REQUIRED TASK: Transcribe word for word the lines spanning the line with "[segment] <item>wispy cloud</item>" through the end of the records.

THE RECORDS:
● ● ●
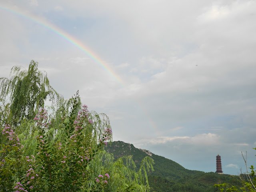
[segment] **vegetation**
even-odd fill
[[[256,150],[256,148],[253,148]],[[255,168],[254,167],[253,165],[251,165],[250,167],[249,168],[250,170],[250,171],[248,171],[246,162],[247,152],[246,152],[245,158],[244,158],[242,153],[242,155],[244,160],[245,166],[246,168],[246,172],[244,174],[242,174],[241,172],[240,176],[240,183],[242,184],[242,186],[241,186],[241,185],[240,185],[240,186],[235,185],[234,186],[232,186],[230,187],[228,186],[225,183],[221,184],[216,184],[214,185],[214,186],[218,188],[218,191],[256,192],[256,175],[255,174],[255,171],[254,171]]]
[[[155,163],[154,171],[148,173],[150,191],[212,192],[217,191],[214,184],[223,182],[228,187],[242,186],[238,176],[188,170],[172,160],[136,148],[132,144],[115,141],[105,149],[116,159],[123,155],[131,156],[138,165],[144,157],[150,156]]]
[[[78,92],[64,100],[37,62],[21,68],[0,78],[0,191],[149,191],[152,158],[114,161],[107,116],[82,106]]]

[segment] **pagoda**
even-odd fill
[[[216,156],[216,167],[217,169],[216,172],[218,173],[222,173],[221,168],[221,160],[220,159],[220,156],[218,154]]]

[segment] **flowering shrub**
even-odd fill
[[[81,109],[78,91],[64,100],[38,64],[14,66],[14,76],[0,78],[0,192],[148,191],[145,168],[153,170],[153,160],[138,172],[123,163],[135,165],[131,157],[114,162],[102,150],[112,138],[107,116]],[[36,115],[49,98],[50,115],[44,108]]]
[[[36,137],[36,157],[23,156],[23,146],[19,142],[19,138],[9,125],[5,126],[2,134],[8,142],[2,146],[1,151],[2,188],[6,191],[15,192],[83,190],[81,184],[86,182],[90,173],[86,168],[104,142],[106,143],[110,139],[112,132],[111,128],[107,128],[102,140],[103,142],[94,145],[84,131],[93,123],[88,118],[87,106],[82,106],[73,120],[78,106],[76,101],[74,100],[73,109],[68,121],[65,123],[66,131],[63,140],[58,141],[53,145],[45,136],[50,124],[48,121],[47,112],[44,108],[39,110],[34,119],[36,121],[39,134]],[[12,158],[9,159],[9,156]],[[18,174],[14,174],[17,170]],[[95,182],[98,184],[96,188],[99,190],[108,184],[107,180],[110,176],[106,174],[104,177],[106,178],[104,181],[102,182],[100,179],[100,182]]]

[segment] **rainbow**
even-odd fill
[[[0,5],[0,9],[11,13],[12,14],[21,16],[28,20],[32,21],[32,22],[41,25],[45,28],[48,29],[51,31],[53,33],[57,34],[62,38],[65,39],[68,42],[71,43],[79,49],[82,51],[89,57],[91,58],[93,60],[95,61],[101,67],[102,67],[105,71],[106,71],[109,74],[113,77],[121,86],[124,87],[124,82],[118,74],[114,72],[108,66],[107,64],[102,59],[98,56],[96,53],[93,52],[92,50],[90,50],[88,47],[81,43],[79,40],[74,37],[73,37],[67,32],[64,31],[62,29],[58,28],[57,26],[54,25],[50,23],[45,18],[42,17],[39,17],[37,15],[33,14],[29,12],[26,10],[24,10],[19,8],[18,9],[13,8],[7,7],[6,6],[4,6]],[[150,126],[151,126],[154,130],[154,133],[157,136],[159,136],[159,133],[157,129],[156,125],[154,122],[154,121],[151,119],[150,116],[148,114],[146,110],[144,109],[142,105],[140,104],[139,101],[137,100],[137,103],[139,108],[144,114],[145,117],[148,120],[148,123]]]
[[[25,10],[20,9],[14,10],[14,9],[11,9],[10,8],[3,7],[1,6],[0,6],[0,8],[19,16],[21,16],[22,17],[41,25],[65,39],[82,50],[115,78],[120,84],[122,86],[123,86],[123,82],[122,80],[118,75],[115,73],[110,67],[107,65],[106,62],[101,59],[96,53],[94,53],[88,47],[86,47],[84,45],[82,44],[78,39],[71,36],[64,30],[58,27],[52,23],[51,23],[45,18],[33,14]]]

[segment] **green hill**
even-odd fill
[[[113,154],[115,159],[124,156],[132,156],[137,167],[144,157],[152,157],[154,161],[155,170],[148,173],[151,191],[211,192],[216,191],[213,186],[215,184],[225,182],[230,186],[240,185],[237,176],[189,170],[172,160],[122,141],[113,142],[105,149]]]

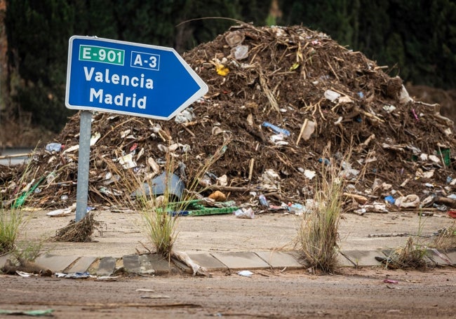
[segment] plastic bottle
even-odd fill
[[[260,200],[260,203],[262,206],[269,207],[269,203],[267,202],[267,199],[266,199],[264,195],[262,194],[260,194],[260,196],[258,196],[258,199]]]
[[[45,149],[48,151],[58,153],[62,148],[62,145],[60,143],[49,143],[46,146]]]

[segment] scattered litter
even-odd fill
[[[304,175],[308,179],[312,180],[314,179],[314,177],[315,177],[316,172],[315,172],[314,170],[305,170],[304,171]]]
[[[39,310],[5,310],[0,309],[0,315],[31,315],[32,317],[39,317],[41,315],[52,316],[54,309],[39,309]]]
[[[262,194],[260,194],[258,196],[258,201],[262,206],[269,207],[269,203],[268,203],[267,199],[266,199],[266,197]]]
[[[58,153],[64,148],[65,145],[60,143],[49,143],[46,146],[45,149],[50,152]]]
[[[401,196],[395,201],[394,205],[398,208],[417,208],[420,206],[420,197],[415,194]]]
[[[264,126],[265,128],[269,128],[271,130],[272,130],[274,132],[275,132],[277,134],[283,134],[285,136],[290,136],[290,133],[288,130],[281,128],[279,126],[276,126],[274,124],[271,124],[269,122],[263,122],[262,125]]]
[[[233,212],[233,215],[238,218],[255,218],[255,212],[252,208],[239,208],[239,210]]]
[[[55,273],[55,277],[58,278],[69,278],[69,279],[86,279],[86,278],[96,278],[96,276],[90,275],[88,272],[83,273]]]
[[[170,298],[170,297],[166,294],[147,294],[141,296],[141,299],[167,299]]]
[[[37,273],[26,273],[25,271],[20,271],[18,270],[16,271],[16,273],[19,275],[20,276],[25,278],[28,278],[29,277],[36,277],[38,276]]]
[[[170,169],[185,182],[177,195],[179,189],[186,196],[191,191],[192,198],[199,199],[218,189],[235,203],[182,210],[173,207],[170,213],[231,214],[251,203],[248,194],[253,189],[266,195],[268,210],[290,214],[286,204],[282,205],[289,201],[307,210],[303,203],[314,195],[311,184],[318,182],[320,163],[340,167],[344,159],[336,154],[350,147],[345,142],[350,137],[354,151],[340,175],[356,184],[354,189],[343,190],[352,195],[344,196],[347,211],[394,210],[388,196],[398,198],[394,205],[400,209],[456,210],[456,202],[419,201],[431,194],[453,192],[454,123],[440,114],[440,105],[410,99],[399,77],[389,76],[362,53],[302,26],[243,24],[182,57],[208,83],[209,93],[174,121],[93,114],[88,198],[93,203],[89,205],[121,202],[130,206],[138,200],[132,190],[153,194],[154,178]],[[51,141],[57,147],[65,142],[65,147],[39,147],[30,156],[35,181],[20,180],[19,168],[0,168],[4,207],[27,203],[63,210],[56,215],[67,212],[69,203],[76,201],[79,125],[76,113]],[[330,143],[333,154],[323,154]],[[170,158],[174,163],[167,166]],[[215,176],[201,177],[198,171],[213,160]],[[176,167],[180,162],[183,165]],[[131,174],[132,179],[121,173]],[[379,176],[388,183],[374,183]],[[41,177],[42,184],[36,182]],[[133,180],[140,182],[130,189],[126,184]],[[143,187],[143,182],[147,185]],[[186,185],[196,186],[189,190]]]
[[[61,217],[63,216],[68,216],[76,212],[76,203],[67,208],[60,208],[58,210],[51,210],[46,215],[51,217]]]
[[[243,277],[252,277],[253,273],[248,270],[243,270],[243,271],[238,271],[238,275],[241,276]]]
[[[330,101],[334,102],[339,98],[340,94],[337,93],[337,92],[334,92],[332,90],[326,90],[323,95]]]

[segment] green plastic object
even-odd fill
[[[0,315],[31,315],[33,317],[38,317],[40,315],[52,315],[54,309],[44,309],[44,310],[4,310],[0,309]]]
[[[27,198],[29,197],[29,195],[30,195],[36,187],[38,187],[38,185],[41,184],[41,182],[43,182],[43,179],[44,177],[40,178],[39,180],[36,182],[34,185],[33,185],[33,186],[30,187],[27,191],[24,192],[18,199],[16,199],[13,204],[13,208],[19,208],[20,206],[24,205],[24,203],[25,203],[25,201],[27,200]]]
[[[202,210],[190,210],[189,216],[203,216],[210,215],[222,215],[222,214],[231,214],[233,212],[239,210],[237,207],[224,207],[221,208],[203,208]]]

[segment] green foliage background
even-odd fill
[[[391,75],[442,88],[456,84],[453,0],[8,0],[9,109],[58,132],[65,107],[68,39],[89,35],[172,46],[184,52],[236,22],[302,25],[361,51]],[[180,25],[178,27],[177,25]]]

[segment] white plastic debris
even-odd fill
[[[122,165],[122,167],[128,170],[129,168],[135,168],[137,166],[136,162],[133,161],[133,154],[130,153],[128,154],[124,155],[122,157],[119,158],[119,163]]]
[[[420,206],[420,197],[415,194],[399,197],[394,202],[399,208],[417,208]]]
[[[248,46],[236,46],[231,52],[238,61],[246,59],[248,57]]]
[[[243,277],[252,277],[253,273],[248,270],[243,270],[238,271],[238,275],[242,276]]]
[[[340,97],[340,94],[337,92],[334,92],[332,90],[326,90],[323,93],[325,97],[329,100],[331,102],[334,102]]]
[[[316,173],[315,172],[314,170],[305,170],[304,171],[304,176],[305,176],[307,179],[312,180],[314,177],[315,177],[315,175]]]
[[[255,218],[255,212],[252,208],[248,208],[244,210],[243,208],[240,208],[234,212],[233,215],[238,218],[246,218],[246,219],[253,219]]]

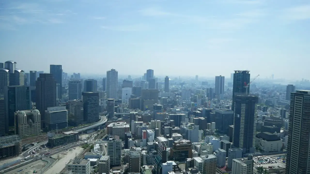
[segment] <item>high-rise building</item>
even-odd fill
[[[46,130],[60,129],[68,127],[68,110],[65,106],[47,107],[45,111],[45,117]]]
[[[102,78],[102,90],[105,91],[107,89],[107,78]]]
[[[255,132],[258,98],[250,95],[235,96],[232,141],[244,153],[255,151]]]
[[[37,74],[38,72],[36,71],[30,71],[29,73],[29,80],[30,86],[36,86],[36,80],[37,80]]]
[[[111,119],[114,117],[115,100],[113,98],[108,98],[107,100],[107,113],[109,115],[108,118]]]
[[[224,94],[225,77],[220,76],[215,77],[215,95],[218,96]]]
[[[5,87],[4,100],[6,115],[7,117],[7,126],[14,126],[14,112],[18,111],[32,108],[31,94],[29,87],[25,86],[9,86]],[[8,127],[6,128],[8,130]]]
[[[165,78],[165,92],[166,93],[170,92],[169,89],[169,77],[166,76]]]
[[[310,90],[291,93],[286,174],[310,173]]]
[[[82,93],[84,121],[88,123],[99,121],[99,93],[84,92]]]
[[[16,68],[16,64],[14,61],[7,61],[4,68],[0,68],[0,97],[3,97],[5,86],[25,85],[24,73]]]
[[[107,98],[117,99],[118,73],[113,69],[107,71]]]
[[[87,79],[84,81],[84,92],[97,92],[97,81],[95,79]]]
[[[69,80],[68,85],[69,100],[82,99],[82,81],[77,80]]]
[[[233,74],[233,83],[232,85],[232,110],[233,111],[235,95],[238,93],[250,93],[250,85],[248,88],[245,88],[245,84],[250,82],[250,71],[249,71],[236,70]]]
[[[37,135],[41,133],[41,115],[37,109],[16,111],[15,128],[20,137]]]
[[[61,65],[50,65],[50,73],[52,74],[53,77],[56,81],[56,83],[59,84],[58,89],[58,95],[59,98],[61,99],[62,95],[62,90],[61,90],[62,86],[62,66]]]
[[[151,79],[148,80],[148,89],[156,89],[156,80],[155,79]]]
[[[288,85],[286,86],[286,94],[285,99],[290,100],[290,93],[295,92],[295,86],[293,85]]]
[[[41,128],[45,128],[45,111],[56,106],[56,81],[51,74],[40,74],[36,81],[36,106],[41,113]]]
[[[154,78],[154,70],[153,69],[148,69],[146,70],[146,79],[148,81],[149,81],[151,79]]]
[[[110,138],[108,141],[108,155],[110,156],[110,164],[112,167],[120,166],[122,158],[122,141]]]

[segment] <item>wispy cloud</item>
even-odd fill
[[[125,32],[144,31],[147,30],[149,28],[148,26],[143,24],[115,26],[101,26],[101,28],[106,30]]]
[[[283,17],[290,20],[310,19],[310,4],[286,9],[284,11]]]

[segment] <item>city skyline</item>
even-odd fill
[[[149,68],[157,76],[227,76],[248,69],[262,77],[309,78],[304,0],[19,0],[3,7],[2,61],[13,60],[27,72],[70,62],[65,71],[82,74],[114,68],[143,74]]]

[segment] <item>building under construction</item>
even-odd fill
[[[17,135],[0,137],[0,160],[19,155],[21,152],[21,141]]]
● ● ●
WORKED SOLUTION:
[segment] <item>wispy cloud</item>
even-odd fill
[[[125,32],[144,31],[147,30],[149,28],[148,26],[143,24],[115,26],[101,26],[101,28],[106,30]]]
[[[283,17],[290,20],[310,19],[310,4],[286,9],[284,11]]]

[segment] <item>city skyline</item>
even-odd fill
[[[149,68],[157,76],[227,76],[248,69],[262,77],[309,78],[304,0],[19,0],[3,7],[2,61],[13,60],[27,72],[70,62],[65,71],[82,74],[114,68],[143,74]]]

[segment] <item>building under construction</item>
even-odd fill
[[[17,135],[0,137],[0,160],[19,155],[21,152],[21,141]]]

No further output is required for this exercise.